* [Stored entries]
★ ★ ★ ★

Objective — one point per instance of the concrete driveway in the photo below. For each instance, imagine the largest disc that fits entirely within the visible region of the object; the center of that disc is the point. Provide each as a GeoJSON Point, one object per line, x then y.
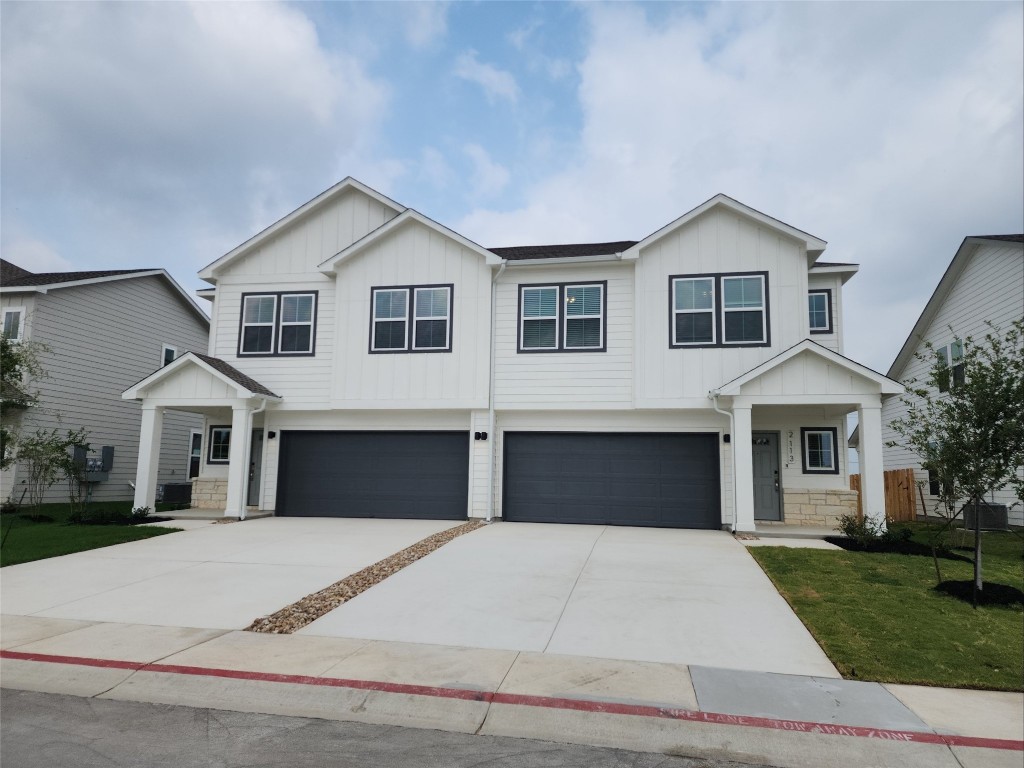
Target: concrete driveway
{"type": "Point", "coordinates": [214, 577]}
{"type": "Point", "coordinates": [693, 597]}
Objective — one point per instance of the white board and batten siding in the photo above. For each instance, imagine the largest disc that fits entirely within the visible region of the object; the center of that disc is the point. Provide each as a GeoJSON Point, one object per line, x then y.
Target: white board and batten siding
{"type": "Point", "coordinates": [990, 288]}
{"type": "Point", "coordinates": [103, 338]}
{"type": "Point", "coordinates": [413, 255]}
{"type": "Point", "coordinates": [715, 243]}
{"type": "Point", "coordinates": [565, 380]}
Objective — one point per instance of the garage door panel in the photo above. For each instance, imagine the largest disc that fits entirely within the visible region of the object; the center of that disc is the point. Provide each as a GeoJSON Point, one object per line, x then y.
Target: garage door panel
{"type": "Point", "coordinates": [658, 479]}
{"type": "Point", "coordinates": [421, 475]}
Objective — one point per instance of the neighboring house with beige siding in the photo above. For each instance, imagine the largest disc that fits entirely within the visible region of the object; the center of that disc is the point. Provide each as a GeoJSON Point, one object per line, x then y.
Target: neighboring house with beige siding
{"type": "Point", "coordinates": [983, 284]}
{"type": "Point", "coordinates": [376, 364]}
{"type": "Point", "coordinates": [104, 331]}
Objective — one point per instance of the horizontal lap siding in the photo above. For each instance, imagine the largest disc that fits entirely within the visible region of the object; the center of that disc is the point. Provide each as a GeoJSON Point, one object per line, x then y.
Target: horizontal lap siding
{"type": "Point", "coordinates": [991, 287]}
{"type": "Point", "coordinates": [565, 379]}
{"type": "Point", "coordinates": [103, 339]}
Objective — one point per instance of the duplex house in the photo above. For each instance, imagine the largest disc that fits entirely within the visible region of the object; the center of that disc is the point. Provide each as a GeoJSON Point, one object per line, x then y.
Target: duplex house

★ ★ ★ ★

* [Task to carry out]
If a line in the records above has the word "center", copy it out.

* [Solution for this task]
Objective — one point per instance of the concrete driveway in the photo below. For each instance, imagine the largest disc that fits entirely within the visible region of the object; the center of that disc is the point. Provide each as a GeoJSON Point, one object per line, x then y.
Objective — one point per instance of the white board and batten siding in the photo above. For each instance, imagine the largest disc that fits entirely within the visible region of the object; the center of that disc is the point. Provide each as a GeoJSON Point, one object per line, x then y.
Objective — one point per instance of the garage door panel in the photo above. For each instance, imagine the largest disc that fits entirely within the visible region of the object; the center of that disc is the point. Provide each as a GeoJSON Point, one object per line, x then y.
Objective — one point per instance of the neighboring house with beige siding in the photo above. For each instance, imagine the largest disc that fits entirely within the visible region of the object; the center of that disc is the point. Provide each as a GeoJSON Point, one object per line, x then y.
Objective — one point per instance of the horizontal lap siding in the photo above. For each instance, imagine the largest disc that fits entirely within the visible region of the object; the center of that disc is the point. Provide each as a GeoJSON Point, one object per line, x then y.
Objective — one point per instance of the duplex house in the photo above. For each instance, imagine the largest disc that fits entirely within the visible region of the object; the center of that disc is the point. Provide each as a GeoJSON Point, one object per line, x then y.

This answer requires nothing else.